---------- Text section

- Burnett School College of Medicine
Cathy Gutierrez grew up in a tiny one-bedroom apartment in Queens, N.Y., with a single, hard-working mother and a younger sister suffering from many health issues. They often had to rely on state assistance to get treated for common childhood illnesses because there just wasn’t any money to spare.
Come July, she’s headed to Harvard Medical School on a full scholarship with a dream of making healthcare more accessible to children in the United States and around the world.
“I never dreamed I would be attending Harvard,” said Gutierrez, who will graduate May 3 magna cum laude from UCF’s Burnett School of Biomedical Sciences. She earned two bachelor’s degrees in molecular biology and graduates with a 3.96 GPA. “My mom still can’t even believe it,” she said of her accomplishments. “Here is proof that hard work and perseverance really will open doors you never even knew existed.”
The Orlando resident attributes much of her success to supportive family, peers and the many influential mentors she met along her journey. It was these mentors who saw her potential, drive and determination and who helped the first-generation college student channel her efforts during some of the most challenging years of her life.
“I wouldn’t trade my experience at UCF for the world,” she said. “This is a place that holds something unique for everyone: For me, it meant countless opportunities, incredible faculty, and above all, great guidance from people who truly cared about me and my goals.”

--------------------
---------- Supplied information

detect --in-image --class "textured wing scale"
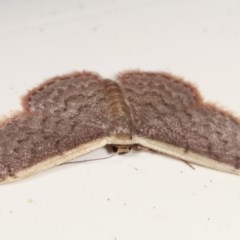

--------------------

Problem requirements =>
Could you rewrite everything in the Cathy Gutierrez profile from "The Orlando resident" down to "of her life.", changing "journey" to "path"? The data has no part in this.

Solution to the exercise =>
The Orlando resident attributes much of her success to supportive family, peers and the many influential mentors she met along her path. It was these mentors who saw her potential, drive and determination and who helped the first-generation college student channel her efforts during some of the most challenging years of her life.